**TASK BRIEF:**
From the column against authenticity below, copy word for word the passage between "Peter York: against" and "something to sell.", inclusive.

Peter York: against authenticity
Nigel Farage, Oprah and countless artisan food outlets are all for it, but authenticity is now a vacuous concept

Peter York


The real deal: Oprah Winfrey in 2011.


The real deal: Oprah Winfrey in 2011. Photograph: Mario Anzuoni/Reuters

Oprah’s on for it. A great swath of marketing people are on for it. And “human potential” development types are on for it, too. What they’re on for is “authenticity”, a word and concept fashionable in everything from emotions to materials. Think of politicians who “tell it like it is” (our Nigel), celebrity confessionals, bare-brick lofts and bushy beards in Shoreditch, or “artisan” foods. I have found it’s a word you tend to hear from people who have something to sell.

I’m dead against authenticity, immediately suspicious of the word and its intentions. It is a word that reminds me of the fast one about to be pulled, the value about to be added, the tosh about to be talked, the micro-connoisseur at your elbow.

**INFORMATION GIVEN:**
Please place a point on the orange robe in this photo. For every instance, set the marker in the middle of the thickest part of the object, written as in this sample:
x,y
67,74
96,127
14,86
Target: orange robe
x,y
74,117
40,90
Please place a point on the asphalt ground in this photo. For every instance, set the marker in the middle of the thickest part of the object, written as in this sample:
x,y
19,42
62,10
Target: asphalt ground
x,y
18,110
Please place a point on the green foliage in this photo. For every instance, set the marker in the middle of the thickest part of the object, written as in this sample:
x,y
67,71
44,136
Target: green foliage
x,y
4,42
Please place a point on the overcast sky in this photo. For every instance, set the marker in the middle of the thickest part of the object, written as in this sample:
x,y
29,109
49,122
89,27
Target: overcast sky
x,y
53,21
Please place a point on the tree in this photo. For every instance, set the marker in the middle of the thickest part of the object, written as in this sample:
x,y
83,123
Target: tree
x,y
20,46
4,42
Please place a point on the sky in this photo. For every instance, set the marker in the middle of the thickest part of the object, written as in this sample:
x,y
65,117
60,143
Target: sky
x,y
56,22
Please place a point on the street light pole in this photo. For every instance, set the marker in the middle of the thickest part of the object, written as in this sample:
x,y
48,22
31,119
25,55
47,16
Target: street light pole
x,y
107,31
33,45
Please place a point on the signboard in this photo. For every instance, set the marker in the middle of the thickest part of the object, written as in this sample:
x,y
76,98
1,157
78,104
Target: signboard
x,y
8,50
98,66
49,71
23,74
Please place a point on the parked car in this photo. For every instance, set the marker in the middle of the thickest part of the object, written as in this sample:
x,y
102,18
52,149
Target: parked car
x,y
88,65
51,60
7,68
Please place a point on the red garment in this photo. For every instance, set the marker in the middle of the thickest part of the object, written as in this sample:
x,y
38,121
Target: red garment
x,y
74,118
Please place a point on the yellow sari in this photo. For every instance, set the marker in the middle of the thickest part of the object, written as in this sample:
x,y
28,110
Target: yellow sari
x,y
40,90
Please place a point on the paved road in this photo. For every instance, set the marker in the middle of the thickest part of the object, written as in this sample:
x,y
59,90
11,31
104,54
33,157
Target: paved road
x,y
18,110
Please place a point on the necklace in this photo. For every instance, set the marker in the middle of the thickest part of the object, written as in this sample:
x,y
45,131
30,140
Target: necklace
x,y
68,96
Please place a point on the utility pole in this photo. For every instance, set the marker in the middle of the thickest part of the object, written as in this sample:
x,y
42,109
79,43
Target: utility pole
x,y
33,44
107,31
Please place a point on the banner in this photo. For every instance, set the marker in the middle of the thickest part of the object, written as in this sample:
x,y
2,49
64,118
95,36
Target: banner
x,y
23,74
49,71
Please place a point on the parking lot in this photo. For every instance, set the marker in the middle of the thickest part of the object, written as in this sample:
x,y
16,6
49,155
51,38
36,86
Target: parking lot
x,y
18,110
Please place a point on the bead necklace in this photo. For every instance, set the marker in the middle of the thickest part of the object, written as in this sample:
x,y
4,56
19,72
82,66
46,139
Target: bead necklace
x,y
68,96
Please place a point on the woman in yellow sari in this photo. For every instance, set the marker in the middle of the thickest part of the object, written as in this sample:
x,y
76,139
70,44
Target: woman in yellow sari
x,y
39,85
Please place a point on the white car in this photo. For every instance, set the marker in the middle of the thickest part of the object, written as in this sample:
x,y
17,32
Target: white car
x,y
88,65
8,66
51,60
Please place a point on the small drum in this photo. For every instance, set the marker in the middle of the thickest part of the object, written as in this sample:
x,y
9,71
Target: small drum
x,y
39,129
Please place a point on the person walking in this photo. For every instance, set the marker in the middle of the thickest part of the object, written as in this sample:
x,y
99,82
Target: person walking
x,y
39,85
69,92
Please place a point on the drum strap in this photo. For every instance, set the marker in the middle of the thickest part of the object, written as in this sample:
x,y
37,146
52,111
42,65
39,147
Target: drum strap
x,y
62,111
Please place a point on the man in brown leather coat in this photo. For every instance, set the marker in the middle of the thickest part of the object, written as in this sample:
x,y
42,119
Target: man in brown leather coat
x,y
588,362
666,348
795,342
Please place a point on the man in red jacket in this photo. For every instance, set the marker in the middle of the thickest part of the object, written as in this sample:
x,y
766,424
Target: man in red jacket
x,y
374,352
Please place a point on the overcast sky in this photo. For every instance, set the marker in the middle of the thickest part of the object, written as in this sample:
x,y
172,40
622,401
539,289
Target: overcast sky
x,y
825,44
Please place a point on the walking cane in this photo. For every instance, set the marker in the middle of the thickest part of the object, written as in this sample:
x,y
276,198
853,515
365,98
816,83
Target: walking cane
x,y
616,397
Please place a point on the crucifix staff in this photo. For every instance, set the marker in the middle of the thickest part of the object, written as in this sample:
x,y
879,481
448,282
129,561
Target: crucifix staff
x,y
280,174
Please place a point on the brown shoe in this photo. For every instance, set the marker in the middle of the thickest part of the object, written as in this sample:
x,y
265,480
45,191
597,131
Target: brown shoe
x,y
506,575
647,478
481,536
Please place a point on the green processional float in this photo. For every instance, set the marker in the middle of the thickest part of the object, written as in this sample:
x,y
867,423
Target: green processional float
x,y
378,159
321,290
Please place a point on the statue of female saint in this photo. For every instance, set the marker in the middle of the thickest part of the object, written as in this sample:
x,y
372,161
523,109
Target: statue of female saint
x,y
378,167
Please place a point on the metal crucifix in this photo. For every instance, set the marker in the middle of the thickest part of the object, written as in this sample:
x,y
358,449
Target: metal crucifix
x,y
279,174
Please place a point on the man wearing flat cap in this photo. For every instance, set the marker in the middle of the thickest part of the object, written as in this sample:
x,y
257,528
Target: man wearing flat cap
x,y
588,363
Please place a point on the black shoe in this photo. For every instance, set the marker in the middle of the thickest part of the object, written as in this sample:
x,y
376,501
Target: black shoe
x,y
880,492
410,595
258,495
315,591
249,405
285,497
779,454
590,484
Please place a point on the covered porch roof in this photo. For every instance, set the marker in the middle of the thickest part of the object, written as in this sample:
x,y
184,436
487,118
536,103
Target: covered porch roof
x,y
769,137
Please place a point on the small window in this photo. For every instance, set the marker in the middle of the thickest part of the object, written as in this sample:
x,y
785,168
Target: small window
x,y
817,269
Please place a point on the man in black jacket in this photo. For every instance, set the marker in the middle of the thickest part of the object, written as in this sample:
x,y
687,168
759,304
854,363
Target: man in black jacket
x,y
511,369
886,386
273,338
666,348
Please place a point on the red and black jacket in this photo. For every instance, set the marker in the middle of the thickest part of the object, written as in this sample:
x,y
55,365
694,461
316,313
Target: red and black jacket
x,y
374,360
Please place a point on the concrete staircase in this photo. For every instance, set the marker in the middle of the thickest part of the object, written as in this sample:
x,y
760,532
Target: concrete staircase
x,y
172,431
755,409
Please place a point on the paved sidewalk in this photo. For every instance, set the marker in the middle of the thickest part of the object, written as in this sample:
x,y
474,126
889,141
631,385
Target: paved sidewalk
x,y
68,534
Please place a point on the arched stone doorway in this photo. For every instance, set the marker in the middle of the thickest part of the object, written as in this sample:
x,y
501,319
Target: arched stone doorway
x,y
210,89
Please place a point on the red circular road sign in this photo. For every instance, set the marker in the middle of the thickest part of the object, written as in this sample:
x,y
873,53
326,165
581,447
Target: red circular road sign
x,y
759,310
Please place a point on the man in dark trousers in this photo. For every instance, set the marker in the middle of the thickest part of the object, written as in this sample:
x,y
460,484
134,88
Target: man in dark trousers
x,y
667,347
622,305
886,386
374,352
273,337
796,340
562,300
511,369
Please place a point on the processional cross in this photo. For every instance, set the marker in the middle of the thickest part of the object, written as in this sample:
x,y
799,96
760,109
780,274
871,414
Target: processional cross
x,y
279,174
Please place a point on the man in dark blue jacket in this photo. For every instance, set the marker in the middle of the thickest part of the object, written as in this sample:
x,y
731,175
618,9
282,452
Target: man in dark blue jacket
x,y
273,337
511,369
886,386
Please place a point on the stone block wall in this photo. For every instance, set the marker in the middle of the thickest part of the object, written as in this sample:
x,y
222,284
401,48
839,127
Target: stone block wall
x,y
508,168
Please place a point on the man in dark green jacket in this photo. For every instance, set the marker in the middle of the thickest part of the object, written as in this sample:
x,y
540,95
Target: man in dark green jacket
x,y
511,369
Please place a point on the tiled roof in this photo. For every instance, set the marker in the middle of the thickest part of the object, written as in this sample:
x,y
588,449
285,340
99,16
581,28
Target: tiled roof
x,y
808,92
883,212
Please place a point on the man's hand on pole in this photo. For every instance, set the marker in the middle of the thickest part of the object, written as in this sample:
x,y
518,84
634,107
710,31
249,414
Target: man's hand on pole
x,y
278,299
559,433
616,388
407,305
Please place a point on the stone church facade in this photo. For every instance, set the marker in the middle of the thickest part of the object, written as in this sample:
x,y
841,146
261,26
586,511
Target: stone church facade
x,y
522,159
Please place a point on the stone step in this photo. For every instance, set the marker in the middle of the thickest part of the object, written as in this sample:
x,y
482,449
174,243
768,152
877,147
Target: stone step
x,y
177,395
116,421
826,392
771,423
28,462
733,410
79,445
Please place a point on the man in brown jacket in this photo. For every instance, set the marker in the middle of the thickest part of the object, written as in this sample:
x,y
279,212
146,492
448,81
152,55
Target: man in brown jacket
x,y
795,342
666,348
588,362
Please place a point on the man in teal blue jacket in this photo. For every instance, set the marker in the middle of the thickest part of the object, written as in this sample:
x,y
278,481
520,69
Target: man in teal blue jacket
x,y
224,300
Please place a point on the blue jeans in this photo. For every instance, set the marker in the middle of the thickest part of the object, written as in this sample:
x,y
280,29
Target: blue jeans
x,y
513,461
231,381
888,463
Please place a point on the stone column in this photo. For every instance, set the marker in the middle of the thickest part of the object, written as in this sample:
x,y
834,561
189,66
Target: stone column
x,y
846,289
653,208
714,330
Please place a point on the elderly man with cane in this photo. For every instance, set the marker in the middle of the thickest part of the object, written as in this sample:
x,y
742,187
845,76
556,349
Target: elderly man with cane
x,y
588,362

**FINAL ANSWER:**
Peter York: against authenticity
Nigel Farage, Oprah and countless artisan food outlets are all for it, but authenticity is now a vacuous concept

Peter York


The real deal: Oprah Winfrey in 2011.


The real deal: Oprah Winfrey in 2011. Photograph: Mario Anzuoni/Reuters

Oprah’s on for it. A great swath of marketing people are on for it. And “human potential” development types are on for it, too. What they’re on for is “authenticity”, a word and concept fashionable in everything from emotions to materials. Think of politicians who “tell it like it is” (our Nigel), celebrity confessionals, bare-brick lofts and bushy beards in Shoreditch, or “artisan” foods. I have found it’s a word you tend to hear from people who have something to sell.